• [WHAT IS ASKED]
Tally the lines in the records below that contain the word "metal", and reply with only that number.

• [DATASET EXCERPTS]

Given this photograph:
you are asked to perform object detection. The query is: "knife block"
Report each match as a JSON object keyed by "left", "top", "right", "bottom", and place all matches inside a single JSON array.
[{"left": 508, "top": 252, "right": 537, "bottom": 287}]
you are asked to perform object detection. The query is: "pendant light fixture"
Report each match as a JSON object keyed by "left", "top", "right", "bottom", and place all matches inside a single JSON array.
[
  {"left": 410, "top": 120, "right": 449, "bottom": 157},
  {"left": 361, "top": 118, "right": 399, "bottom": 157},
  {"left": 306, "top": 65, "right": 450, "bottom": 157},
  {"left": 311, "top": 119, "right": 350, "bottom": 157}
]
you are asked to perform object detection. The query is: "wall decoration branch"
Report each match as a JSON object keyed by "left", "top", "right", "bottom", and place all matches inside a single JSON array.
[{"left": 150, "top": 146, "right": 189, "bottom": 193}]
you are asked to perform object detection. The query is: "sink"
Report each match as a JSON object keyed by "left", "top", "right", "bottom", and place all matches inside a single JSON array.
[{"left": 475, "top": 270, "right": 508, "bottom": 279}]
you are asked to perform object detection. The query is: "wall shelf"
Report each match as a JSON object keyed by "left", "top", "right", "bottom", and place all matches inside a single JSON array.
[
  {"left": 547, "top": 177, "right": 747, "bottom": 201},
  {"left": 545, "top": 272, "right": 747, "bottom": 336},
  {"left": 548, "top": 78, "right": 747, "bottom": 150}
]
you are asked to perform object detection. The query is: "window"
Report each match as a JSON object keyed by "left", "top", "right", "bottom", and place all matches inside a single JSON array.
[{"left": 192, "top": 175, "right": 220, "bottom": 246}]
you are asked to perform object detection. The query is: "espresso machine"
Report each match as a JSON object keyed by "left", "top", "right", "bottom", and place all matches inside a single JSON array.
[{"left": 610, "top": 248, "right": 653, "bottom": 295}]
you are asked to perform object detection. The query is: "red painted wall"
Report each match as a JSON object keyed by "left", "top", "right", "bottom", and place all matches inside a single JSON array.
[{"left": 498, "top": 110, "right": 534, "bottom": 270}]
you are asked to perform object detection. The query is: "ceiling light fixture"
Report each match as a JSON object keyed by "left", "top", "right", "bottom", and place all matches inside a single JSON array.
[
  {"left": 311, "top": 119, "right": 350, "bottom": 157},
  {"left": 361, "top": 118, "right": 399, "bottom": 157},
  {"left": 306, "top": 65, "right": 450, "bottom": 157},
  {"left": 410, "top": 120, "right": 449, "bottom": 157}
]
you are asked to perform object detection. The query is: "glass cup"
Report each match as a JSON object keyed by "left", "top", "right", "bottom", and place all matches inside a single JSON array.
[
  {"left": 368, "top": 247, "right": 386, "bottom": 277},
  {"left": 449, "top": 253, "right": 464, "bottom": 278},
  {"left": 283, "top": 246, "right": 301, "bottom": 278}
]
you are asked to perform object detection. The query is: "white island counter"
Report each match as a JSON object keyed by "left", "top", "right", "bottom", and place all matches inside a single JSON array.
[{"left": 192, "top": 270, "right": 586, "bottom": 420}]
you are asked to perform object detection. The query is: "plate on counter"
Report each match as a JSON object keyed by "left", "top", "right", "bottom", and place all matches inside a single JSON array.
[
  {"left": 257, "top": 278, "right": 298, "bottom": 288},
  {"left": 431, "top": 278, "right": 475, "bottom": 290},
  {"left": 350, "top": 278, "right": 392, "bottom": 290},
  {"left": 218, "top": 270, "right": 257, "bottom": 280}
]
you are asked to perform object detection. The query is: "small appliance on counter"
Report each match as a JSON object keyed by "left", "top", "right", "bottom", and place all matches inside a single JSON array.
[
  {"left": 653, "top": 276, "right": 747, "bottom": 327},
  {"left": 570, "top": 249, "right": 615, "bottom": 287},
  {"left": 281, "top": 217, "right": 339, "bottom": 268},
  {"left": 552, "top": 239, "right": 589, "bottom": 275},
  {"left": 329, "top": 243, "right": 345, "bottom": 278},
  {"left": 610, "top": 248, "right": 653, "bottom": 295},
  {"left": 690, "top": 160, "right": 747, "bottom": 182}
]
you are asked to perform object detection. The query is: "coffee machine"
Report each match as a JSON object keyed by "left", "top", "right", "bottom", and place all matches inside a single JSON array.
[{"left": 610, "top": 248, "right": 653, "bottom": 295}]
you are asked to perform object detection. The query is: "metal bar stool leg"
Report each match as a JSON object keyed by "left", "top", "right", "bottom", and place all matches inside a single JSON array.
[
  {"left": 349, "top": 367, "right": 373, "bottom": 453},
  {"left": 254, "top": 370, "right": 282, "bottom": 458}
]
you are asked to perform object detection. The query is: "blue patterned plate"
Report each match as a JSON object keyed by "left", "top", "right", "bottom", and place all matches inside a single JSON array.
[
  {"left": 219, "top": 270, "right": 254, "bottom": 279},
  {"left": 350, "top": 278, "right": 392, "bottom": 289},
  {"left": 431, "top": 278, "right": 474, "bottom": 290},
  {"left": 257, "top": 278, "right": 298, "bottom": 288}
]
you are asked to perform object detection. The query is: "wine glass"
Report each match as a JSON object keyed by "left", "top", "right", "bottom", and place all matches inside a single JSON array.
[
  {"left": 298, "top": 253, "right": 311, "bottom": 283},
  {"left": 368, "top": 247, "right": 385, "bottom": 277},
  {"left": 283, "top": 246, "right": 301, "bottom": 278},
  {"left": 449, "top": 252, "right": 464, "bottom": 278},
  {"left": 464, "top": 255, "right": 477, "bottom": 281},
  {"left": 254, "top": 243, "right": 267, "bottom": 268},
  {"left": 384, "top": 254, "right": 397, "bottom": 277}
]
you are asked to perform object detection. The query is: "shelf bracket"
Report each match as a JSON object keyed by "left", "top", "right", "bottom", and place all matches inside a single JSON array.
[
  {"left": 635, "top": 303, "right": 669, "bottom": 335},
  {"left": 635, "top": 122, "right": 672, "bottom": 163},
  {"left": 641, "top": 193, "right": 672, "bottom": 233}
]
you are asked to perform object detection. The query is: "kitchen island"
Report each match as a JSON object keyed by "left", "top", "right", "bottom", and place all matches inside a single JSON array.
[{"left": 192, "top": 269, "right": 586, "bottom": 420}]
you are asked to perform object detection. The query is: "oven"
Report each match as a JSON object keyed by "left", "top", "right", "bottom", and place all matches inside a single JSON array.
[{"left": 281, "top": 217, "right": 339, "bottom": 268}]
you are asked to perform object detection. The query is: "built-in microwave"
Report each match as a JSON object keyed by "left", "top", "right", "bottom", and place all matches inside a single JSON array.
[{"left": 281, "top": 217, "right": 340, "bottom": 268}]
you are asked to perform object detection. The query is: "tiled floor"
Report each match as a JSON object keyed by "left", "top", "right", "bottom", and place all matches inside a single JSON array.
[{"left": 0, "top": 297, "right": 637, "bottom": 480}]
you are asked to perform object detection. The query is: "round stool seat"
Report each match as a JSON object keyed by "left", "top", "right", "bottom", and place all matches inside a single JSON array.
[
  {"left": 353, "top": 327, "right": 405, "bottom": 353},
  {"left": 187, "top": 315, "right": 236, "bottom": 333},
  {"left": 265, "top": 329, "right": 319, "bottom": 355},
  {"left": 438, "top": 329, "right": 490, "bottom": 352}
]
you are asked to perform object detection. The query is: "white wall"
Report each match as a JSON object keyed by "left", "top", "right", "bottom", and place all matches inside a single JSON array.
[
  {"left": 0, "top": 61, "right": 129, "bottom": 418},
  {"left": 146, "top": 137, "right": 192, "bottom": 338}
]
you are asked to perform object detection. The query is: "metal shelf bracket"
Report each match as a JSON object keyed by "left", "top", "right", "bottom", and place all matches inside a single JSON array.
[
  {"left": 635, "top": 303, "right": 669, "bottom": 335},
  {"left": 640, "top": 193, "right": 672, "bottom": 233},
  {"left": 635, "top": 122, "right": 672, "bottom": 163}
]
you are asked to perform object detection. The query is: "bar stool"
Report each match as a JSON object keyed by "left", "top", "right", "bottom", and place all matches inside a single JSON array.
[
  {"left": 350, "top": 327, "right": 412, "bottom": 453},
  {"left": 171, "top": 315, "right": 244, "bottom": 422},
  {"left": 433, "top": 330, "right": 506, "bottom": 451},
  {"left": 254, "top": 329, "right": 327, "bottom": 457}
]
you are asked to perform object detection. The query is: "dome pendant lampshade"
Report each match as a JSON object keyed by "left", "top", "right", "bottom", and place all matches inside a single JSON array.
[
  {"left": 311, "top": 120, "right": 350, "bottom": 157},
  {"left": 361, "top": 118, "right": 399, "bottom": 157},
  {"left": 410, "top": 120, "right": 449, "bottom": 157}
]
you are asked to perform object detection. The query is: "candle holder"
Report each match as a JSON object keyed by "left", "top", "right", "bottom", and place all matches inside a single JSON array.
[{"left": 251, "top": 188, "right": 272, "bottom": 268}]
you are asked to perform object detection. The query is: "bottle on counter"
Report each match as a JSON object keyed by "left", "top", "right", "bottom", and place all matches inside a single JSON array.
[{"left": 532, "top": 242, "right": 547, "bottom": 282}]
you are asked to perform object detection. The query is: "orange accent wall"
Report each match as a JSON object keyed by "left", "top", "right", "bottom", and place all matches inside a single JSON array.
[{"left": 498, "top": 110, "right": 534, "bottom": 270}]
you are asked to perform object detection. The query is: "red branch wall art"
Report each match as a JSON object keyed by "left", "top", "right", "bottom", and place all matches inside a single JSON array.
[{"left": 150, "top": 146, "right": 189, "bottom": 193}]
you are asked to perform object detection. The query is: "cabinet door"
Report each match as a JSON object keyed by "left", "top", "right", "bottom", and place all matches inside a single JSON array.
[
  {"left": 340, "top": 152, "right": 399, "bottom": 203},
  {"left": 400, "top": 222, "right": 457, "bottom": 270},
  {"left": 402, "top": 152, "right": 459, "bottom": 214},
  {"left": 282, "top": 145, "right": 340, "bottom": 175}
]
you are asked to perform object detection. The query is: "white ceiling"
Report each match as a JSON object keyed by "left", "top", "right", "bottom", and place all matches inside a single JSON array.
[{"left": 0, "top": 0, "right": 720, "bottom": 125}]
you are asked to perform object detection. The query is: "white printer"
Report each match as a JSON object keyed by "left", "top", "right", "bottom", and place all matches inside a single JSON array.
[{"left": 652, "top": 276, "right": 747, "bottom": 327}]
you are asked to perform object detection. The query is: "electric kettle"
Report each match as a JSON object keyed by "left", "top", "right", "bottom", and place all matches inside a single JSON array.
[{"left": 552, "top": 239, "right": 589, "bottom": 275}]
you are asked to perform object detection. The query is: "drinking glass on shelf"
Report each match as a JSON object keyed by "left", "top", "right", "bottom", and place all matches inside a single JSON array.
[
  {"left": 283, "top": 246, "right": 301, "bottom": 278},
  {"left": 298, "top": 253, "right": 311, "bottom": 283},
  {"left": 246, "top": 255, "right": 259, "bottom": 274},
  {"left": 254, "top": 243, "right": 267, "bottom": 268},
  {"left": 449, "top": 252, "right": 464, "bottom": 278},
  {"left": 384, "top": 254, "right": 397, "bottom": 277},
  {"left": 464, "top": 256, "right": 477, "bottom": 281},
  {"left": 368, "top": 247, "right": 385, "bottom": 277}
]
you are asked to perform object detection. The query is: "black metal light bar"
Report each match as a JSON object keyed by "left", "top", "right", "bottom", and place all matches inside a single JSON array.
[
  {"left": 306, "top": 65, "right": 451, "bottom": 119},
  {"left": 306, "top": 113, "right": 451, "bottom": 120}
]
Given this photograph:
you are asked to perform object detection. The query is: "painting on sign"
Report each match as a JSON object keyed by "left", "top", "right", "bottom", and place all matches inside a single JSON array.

• [THE RESPONSE]
3